Written exercise 1:
In the passage on the Silurian period, how long were some of the great eurypterids?
Written exercise 2:
Translate this sentence from the passage on the Silurian period into Spanish: "The one period passed quietly into the other."

Page:
====================
The corals of the SYRINGOPORA family are similar in structure to chain corals, but the tubular columns are connected only in places.
To the echinoderms there is now added the BLASTOID (bud-shaped). The blastoid is stemmed and armless, and its globular "head" or "calyx," with its five petal-like divisions, resembles a flower bud. The blastoids became more abundant in the Devonian, culminated in the Carboniferous, and disappeared at the end of the Paleozoic.
The great eurypterids—some of which were five or six feet in length—and the cephalopods were still masters of the seas. Fishes were as yet few and small; trilobites and graptolites had now passed their prime and had diminished greatly in numbers. Scorpions are found in this period both in Europe and in America. The limestone-making seas of the Silurian swarmed with corals, crinoids, and brachiopods.
With the end of the Silurian period the AGE OF INVERTEBRATES comes to a close, giving place to the Devonian, the AGE OF FISHES.
In America the Silurian is not separated from the Devonian by any mountain-making deformation or continental uplift. The one period passed quietly into the other. Their conformable systems are so closely related, and the change in their faunas is so gradual, that geologists are not agreed as to the precise horizon which divides them.
SUBDIVISIONS AND PHYSICAL GEOGRAPHY. The Devonian is represented in New York and southward by the following five series. We add the rocks of which they are chiefly composed.
====================
Dataset excerpt:
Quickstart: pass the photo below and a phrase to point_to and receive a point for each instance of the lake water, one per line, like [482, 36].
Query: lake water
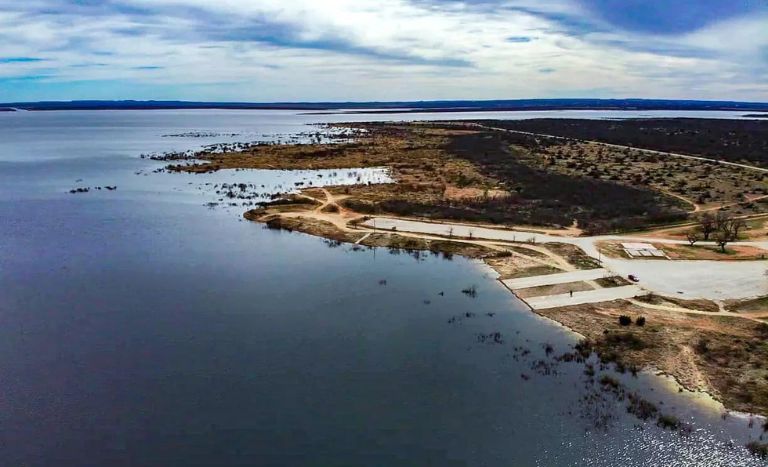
====================
Complete answer 1:
Some of them were five or six feet in length.

Complete answer 2:
Un período pasó silenciosamente al otro.